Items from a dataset

○ ○ ○ ○ ○ ○ ○

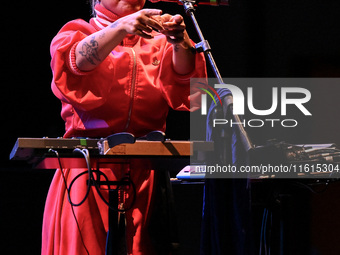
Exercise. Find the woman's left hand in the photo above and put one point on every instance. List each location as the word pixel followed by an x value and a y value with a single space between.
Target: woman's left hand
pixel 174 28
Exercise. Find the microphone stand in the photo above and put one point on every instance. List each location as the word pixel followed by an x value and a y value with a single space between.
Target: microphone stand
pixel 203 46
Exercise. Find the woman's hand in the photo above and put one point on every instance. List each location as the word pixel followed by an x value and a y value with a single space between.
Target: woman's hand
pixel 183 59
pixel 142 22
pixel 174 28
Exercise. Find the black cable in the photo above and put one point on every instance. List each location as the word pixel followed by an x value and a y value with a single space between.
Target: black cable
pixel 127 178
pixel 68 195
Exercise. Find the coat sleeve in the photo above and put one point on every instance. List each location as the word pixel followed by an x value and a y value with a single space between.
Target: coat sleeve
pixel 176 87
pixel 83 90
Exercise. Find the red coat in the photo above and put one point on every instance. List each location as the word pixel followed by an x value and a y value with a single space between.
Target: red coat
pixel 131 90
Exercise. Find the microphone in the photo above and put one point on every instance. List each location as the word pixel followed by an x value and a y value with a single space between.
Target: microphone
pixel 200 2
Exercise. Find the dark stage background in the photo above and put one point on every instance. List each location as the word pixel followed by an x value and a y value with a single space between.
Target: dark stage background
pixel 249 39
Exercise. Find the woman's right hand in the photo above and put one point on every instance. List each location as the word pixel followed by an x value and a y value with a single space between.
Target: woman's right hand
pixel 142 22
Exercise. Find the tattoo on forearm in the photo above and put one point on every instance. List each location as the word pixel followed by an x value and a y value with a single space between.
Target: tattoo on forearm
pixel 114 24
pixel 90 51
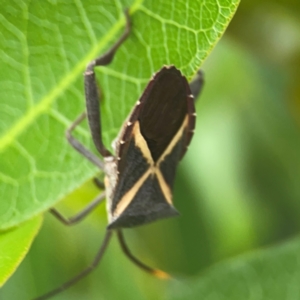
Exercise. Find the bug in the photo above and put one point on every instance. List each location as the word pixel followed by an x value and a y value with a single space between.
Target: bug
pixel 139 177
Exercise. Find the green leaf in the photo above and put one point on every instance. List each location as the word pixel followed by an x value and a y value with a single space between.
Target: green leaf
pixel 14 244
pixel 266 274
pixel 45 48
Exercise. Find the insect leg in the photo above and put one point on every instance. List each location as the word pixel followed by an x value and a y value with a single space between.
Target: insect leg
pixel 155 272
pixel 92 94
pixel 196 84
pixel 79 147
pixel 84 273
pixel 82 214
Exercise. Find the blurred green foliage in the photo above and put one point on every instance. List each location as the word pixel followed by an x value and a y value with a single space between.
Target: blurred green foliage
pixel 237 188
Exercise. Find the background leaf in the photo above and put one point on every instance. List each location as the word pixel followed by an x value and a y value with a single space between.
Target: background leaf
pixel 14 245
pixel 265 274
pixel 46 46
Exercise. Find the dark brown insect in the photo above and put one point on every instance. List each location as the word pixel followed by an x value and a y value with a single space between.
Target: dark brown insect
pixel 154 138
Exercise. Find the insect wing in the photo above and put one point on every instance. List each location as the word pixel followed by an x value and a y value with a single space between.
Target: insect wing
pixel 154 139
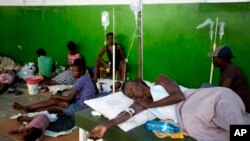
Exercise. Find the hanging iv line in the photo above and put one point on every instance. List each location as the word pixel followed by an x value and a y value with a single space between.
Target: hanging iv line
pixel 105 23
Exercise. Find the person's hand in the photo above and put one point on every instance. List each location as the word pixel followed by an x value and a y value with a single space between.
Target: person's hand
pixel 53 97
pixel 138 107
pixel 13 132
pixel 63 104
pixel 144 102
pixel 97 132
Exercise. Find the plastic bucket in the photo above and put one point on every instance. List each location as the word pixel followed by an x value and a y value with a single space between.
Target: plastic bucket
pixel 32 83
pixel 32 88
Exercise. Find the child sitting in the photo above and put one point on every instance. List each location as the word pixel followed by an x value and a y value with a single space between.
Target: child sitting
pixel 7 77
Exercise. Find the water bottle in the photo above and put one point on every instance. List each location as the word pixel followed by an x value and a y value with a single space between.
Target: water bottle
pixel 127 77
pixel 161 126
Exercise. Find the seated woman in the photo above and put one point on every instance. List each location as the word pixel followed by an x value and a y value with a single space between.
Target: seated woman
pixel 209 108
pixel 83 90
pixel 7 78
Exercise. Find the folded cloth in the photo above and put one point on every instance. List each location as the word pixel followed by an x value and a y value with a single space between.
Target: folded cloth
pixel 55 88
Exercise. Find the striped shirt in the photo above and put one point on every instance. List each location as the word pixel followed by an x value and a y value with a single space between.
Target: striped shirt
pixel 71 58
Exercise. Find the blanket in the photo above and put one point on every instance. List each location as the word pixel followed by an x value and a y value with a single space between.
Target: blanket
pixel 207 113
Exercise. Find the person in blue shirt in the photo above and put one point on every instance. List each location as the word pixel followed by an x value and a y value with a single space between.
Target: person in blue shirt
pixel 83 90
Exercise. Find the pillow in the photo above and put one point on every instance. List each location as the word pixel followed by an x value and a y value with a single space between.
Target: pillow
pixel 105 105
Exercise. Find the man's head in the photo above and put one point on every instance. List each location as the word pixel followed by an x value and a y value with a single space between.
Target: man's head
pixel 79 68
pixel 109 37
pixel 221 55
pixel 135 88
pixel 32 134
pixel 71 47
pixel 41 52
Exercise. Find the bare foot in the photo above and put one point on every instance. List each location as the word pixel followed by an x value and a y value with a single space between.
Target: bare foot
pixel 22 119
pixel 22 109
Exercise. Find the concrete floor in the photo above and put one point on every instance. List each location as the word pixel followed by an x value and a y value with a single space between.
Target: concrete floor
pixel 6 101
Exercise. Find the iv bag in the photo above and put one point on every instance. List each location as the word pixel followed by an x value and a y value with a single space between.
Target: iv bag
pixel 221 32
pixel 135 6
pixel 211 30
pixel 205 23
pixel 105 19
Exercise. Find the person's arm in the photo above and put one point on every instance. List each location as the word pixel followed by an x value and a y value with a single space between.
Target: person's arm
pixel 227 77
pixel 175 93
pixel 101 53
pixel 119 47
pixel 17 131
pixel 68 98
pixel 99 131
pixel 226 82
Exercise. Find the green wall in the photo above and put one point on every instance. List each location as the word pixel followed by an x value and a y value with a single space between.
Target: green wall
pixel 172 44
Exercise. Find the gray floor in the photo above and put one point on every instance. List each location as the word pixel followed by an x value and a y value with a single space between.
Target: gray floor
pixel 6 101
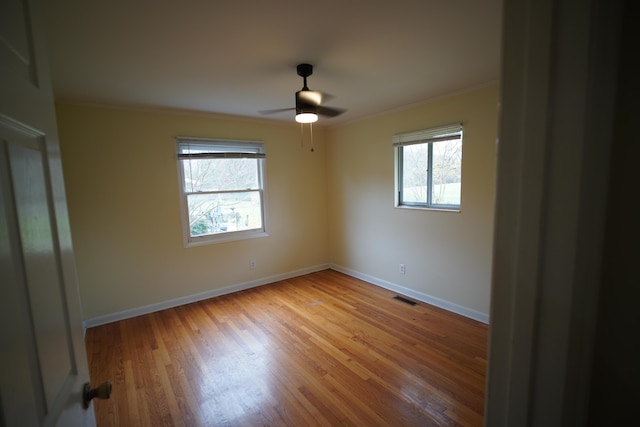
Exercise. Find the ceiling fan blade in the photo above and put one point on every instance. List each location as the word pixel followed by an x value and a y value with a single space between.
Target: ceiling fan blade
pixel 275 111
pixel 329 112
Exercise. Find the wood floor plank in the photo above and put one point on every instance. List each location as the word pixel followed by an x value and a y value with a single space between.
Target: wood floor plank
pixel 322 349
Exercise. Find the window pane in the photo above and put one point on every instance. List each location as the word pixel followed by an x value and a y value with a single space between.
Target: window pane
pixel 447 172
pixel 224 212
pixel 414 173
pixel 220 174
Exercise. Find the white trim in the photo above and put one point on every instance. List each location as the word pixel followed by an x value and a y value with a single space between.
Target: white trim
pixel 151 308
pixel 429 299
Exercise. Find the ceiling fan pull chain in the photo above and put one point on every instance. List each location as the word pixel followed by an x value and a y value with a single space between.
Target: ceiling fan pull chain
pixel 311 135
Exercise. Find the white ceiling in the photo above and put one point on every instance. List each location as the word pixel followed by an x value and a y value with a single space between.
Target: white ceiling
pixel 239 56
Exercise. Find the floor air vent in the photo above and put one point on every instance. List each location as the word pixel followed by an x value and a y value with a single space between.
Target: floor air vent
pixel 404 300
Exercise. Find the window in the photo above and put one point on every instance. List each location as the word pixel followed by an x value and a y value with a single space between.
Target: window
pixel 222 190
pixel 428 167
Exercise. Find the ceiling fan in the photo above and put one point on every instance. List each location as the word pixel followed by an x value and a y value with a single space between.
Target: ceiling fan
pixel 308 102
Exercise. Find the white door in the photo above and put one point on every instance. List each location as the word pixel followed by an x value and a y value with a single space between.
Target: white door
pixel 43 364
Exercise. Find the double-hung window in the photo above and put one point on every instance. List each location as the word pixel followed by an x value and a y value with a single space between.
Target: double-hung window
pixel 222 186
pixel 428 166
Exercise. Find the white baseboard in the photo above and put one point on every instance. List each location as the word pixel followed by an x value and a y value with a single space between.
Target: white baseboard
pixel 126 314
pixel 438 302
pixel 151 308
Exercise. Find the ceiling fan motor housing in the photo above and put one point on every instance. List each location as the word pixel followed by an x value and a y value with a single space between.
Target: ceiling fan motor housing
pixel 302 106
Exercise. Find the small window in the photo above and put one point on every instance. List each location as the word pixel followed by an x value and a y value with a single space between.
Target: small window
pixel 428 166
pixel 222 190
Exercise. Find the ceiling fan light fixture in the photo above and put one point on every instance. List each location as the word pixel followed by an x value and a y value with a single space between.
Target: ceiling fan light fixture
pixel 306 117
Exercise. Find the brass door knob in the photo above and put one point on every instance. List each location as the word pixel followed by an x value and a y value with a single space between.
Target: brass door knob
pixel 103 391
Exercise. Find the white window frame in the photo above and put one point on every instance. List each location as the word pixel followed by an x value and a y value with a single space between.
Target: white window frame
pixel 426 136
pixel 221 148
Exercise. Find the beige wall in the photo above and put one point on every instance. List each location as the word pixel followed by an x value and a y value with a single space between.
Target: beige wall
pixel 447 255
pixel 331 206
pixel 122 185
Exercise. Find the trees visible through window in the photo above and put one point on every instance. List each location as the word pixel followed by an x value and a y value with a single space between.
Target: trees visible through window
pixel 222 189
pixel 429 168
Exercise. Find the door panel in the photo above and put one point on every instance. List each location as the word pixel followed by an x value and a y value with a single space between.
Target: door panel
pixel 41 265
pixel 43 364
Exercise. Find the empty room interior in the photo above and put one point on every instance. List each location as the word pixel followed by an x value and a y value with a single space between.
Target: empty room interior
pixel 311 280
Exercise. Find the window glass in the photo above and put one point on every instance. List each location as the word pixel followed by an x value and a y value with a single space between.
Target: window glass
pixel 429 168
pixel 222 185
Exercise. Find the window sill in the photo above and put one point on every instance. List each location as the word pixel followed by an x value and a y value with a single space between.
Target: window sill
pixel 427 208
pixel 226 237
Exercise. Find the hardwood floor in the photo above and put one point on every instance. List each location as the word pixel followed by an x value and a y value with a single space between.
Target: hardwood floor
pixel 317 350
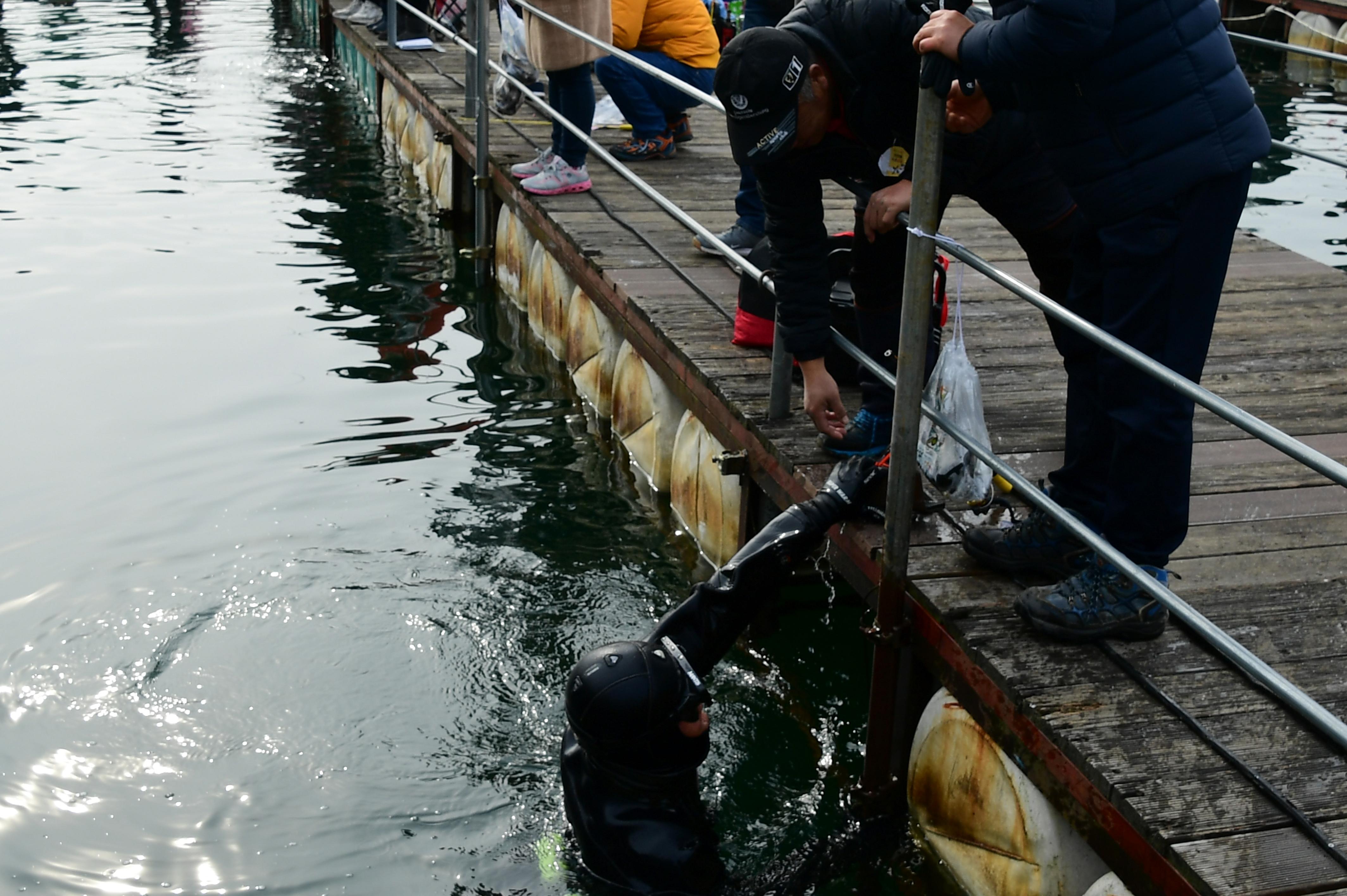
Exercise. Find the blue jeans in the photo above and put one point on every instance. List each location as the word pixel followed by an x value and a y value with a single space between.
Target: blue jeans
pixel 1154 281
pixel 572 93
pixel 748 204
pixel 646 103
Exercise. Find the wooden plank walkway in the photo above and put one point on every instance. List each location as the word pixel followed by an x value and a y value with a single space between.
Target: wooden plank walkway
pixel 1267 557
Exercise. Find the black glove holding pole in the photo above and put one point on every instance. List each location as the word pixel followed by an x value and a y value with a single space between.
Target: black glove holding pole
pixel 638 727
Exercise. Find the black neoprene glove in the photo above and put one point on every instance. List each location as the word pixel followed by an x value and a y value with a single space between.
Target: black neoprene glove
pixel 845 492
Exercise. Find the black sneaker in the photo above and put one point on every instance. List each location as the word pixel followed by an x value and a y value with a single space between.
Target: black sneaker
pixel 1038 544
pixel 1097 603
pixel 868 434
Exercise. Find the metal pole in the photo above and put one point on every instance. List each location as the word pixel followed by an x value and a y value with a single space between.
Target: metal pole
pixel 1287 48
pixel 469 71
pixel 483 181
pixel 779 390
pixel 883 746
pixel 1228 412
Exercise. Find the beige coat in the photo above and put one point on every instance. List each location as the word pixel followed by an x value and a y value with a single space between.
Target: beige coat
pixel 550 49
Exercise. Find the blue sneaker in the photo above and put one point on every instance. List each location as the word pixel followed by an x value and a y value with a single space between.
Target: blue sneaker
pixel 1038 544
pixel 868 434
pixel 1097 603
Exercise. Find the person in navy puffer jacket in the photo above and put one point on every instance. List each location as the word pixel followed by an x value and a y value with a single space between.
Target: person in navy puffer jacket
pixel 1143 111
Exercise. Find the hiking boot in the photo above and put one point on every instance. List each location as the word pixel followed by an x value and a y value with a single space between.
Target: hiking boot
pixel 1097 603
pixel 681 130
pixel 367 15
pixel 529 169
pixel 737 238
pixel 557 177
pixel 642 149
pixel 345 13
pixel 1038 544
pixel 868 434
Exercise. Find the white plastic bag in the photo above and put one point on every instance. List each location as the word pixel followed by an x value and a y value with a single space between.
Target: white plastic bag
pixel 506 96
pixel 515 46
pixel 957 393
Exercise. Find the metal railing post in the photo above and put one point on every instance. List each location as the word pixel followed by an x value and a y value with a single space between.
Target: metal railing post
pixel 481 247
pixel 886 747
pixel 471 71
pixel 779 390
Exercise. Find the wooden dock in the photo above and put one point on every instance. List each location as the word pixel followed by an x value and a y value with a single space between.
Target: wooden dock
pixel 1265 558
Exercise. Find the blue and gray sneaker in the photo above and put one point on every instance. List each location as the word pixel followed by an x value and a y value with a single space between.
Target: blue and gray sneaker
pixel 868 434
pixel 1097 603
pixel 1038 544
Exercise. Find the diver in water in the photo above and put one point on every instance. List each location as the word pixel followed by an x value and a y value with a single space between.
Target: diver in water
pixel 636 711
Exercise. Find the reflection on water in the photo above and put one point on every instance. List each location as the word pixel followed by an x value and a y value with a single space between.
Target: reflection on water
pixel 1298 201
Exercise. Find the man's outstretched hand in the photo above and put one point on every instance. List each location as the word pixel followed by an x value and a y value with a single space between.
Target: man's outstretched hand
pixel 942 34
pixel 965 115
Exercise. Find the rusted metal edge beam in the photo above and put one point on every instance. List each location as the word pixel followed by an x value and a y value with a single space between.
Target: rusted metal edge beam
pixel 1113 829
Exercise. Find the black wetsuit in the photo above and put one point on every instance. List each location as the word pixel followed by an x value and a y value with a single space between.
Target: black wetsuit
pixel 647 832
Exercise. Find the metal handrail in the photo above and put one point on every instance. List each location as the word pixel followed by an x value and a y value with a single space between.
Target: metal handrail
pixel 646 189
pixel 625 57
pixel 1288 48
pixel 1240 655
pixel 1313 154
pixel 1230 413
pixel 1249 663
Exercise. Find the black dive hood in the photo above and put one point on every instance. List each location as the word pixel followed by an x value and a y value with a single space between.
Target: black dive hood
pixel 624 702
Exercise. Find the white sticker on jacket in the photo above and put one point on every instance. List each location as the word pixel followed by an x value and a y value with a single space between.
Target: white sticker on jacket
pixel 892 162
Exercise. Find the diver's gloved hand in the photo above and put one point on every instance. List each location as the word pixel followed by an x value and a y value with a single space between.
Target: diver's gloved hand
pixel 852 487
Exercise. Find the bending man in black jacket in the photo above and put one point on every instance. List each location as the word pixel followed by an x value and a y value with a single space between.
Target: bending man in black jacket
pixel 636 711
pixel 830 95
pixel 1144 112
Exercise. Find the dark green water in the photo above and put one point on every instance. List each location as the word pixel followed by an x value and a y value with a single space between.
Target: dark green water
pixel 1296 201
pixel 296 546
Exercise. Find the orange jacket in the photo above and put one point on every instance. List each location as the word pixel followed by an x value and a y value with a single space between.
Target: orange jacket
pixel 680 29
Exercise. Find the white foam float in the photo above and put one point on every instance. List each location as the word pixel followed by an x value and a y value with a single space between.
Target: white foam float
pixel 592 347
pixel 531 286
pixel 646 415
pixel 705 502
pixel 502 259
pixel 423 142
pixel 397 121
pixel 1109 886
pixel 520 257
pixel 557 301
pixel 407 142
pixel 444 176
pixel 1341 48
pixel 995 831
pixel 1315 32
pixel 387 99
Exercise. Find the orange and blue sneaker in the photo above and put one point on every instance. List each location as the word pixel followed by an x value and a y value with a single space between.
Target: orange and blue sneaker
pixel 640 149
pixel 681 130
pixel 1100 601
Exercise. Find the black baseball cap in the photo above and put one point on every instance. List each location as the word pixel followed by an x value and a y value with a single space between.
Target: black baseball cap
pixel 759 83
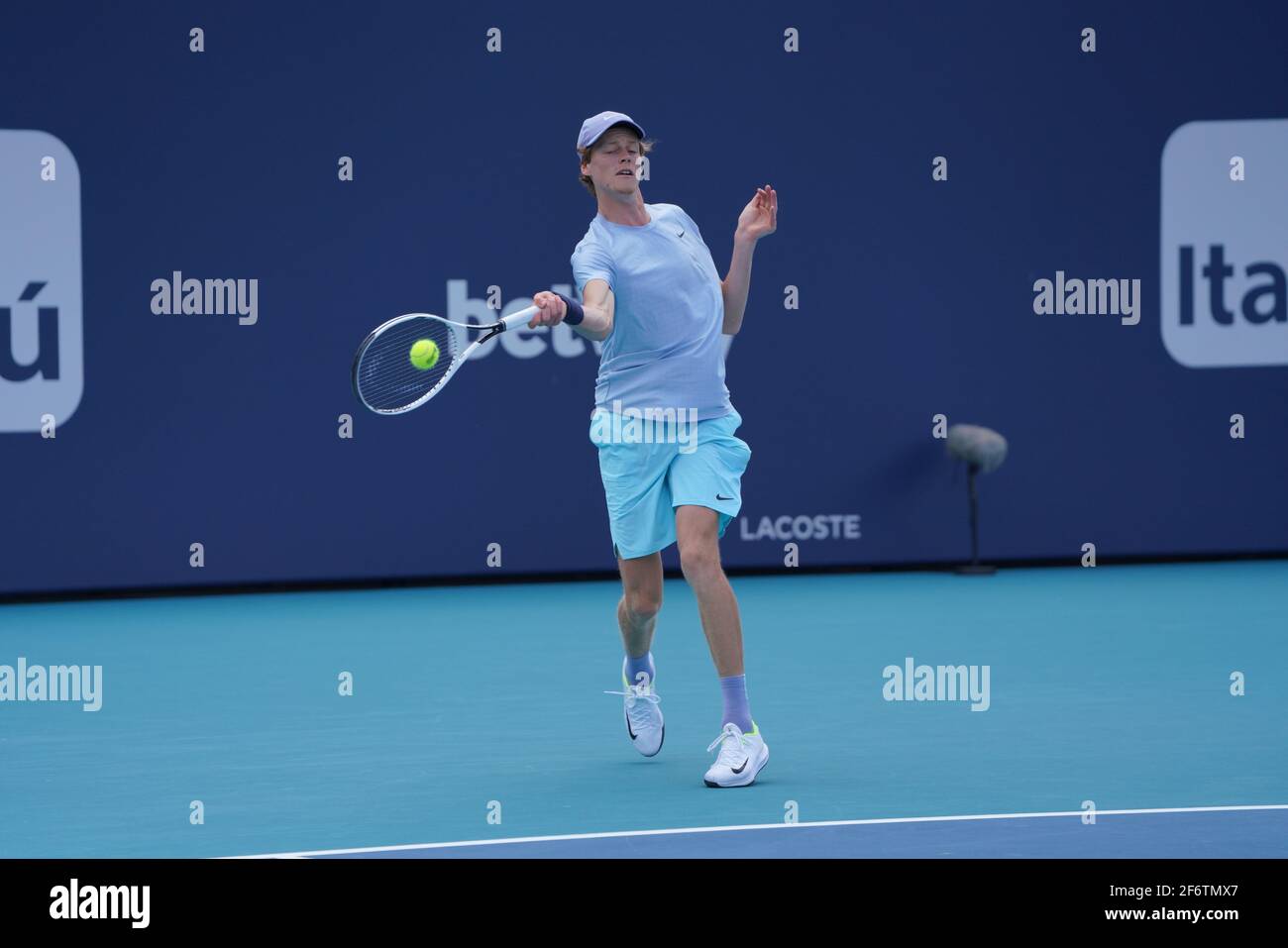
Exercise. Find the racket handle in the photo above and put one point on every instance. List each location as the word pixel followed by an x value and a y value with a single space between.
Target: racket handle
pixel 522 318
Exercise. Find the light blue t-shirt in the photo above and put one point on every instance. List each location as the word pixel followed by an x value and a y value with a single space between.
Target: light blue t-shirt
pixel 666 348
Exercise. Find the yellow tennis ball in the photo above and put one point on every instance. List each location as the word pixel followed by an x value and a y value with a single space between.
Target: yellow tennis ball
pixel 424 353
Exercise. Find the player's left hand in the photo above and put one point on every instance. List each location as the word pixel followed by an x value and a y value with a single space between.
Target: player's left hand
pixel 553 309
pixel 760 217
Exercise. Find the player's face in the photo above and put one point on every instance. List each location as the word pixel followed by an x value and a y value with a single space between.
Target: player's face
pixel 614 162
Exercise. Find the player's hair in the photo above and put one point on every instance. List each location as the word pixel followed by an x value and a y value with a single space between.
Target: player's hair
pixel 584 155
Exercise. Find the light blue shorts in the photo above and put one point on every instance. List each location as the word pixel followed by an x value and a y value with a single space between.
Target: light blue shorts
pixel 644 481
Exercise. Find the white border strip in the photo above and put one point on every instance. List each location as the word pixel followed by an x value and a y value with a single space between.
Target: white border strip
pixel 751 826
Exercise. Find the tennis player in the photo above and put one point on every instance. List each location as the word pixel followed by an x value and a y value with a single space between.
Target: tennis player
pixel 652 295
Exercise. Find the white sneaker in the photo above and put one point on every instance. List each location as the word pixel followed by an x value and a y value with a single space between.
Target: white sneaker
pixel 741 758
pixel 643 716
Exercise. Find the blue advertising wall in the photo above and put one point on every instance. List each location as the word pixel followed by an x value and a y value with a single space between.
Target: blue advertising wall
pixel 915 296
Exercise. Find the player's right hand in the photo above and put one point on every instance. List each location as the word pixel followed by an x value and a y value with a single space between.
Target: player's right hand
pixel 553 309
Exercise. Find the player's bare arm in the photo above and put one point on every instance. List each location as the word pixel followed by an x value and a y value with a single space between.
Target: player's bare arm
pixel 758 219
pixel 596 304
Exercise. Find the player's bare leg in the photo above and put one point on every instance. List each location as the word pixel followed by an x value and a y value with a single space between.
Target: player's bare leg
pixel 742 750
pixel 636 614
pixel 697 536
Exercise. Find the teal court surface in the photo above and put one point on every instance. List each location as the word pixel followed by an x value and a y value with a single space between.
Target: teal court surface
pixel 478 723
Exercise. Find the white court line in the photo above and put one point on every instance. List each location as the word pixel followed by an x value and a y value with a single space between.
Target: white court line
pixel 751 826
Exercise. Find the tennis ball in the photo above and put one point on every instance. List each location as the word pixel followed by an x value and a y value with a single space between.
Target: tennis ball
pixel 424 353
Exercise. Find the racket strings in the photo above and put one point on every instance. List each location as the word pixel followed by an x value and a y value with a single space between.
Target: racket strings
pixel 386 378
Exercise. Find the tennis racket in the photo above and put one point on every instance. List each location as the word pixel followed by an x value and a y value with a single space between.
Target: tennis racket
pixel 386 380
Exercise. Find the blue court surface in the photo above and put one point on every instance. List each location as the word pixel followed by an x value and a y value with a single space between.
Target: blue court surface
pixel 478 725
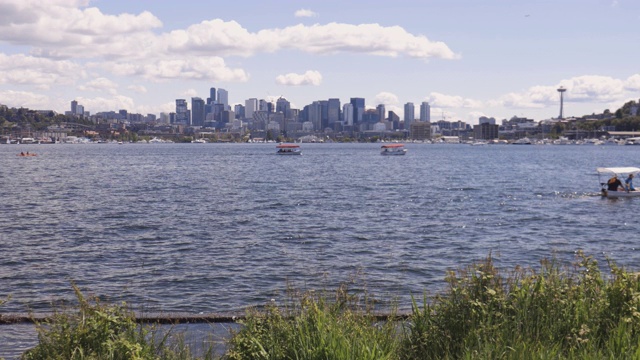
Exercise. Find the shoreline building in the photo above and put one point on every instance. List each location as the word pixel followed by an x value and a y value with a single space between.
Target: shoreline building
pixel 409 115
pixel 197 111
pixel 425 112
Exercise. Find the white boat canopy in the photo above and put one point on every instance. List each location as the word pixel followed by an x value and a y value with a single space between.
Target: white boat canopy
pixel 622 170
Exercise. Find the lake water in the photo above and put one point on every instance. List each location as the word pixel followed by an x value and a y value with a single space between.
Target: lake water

○ ○ ○ ○ ○ ○ ○

● **EXERCISE REQUIREMENTS**: The response must match the data line for line, from its first line through the line with "Exercise. Find the coat", inclusive, and must leave out the pictures.

● **EXPECTED ANSWER**:
Exercise. Find the woman's left hand in the photo above and put one point on every instance. List each location as the word pixel followed by an x value and a y value with a single space between.
Target: woman's left hand
pixel 174 28
Exercise. Find the microphone stand in the photo above and put one point on every instance. List each location as the word pixel followed by an x value and a y value with a single space between.
Target: microphone stand
pixel 203 46
Exercise. Find the woman's hand in the photo above and put one point on every instance. List each location as the word pixel followed by an x value and a y value with a single space between.
Target: woman's hand
pixel 183 59
pixel 142 22
pixel 174 28
Exercise. Find the black cable in the photo above and put one point on every instance. List each location as the word pixel followed by an x value and a y value with a single space between.
Target: black cable
pixel 127 178
pixel 68 195
Exercise. Find the coat sleeve in the photo above and put one point on every instance. List each location as the word pixel followed by an x value and a y value with a single space between.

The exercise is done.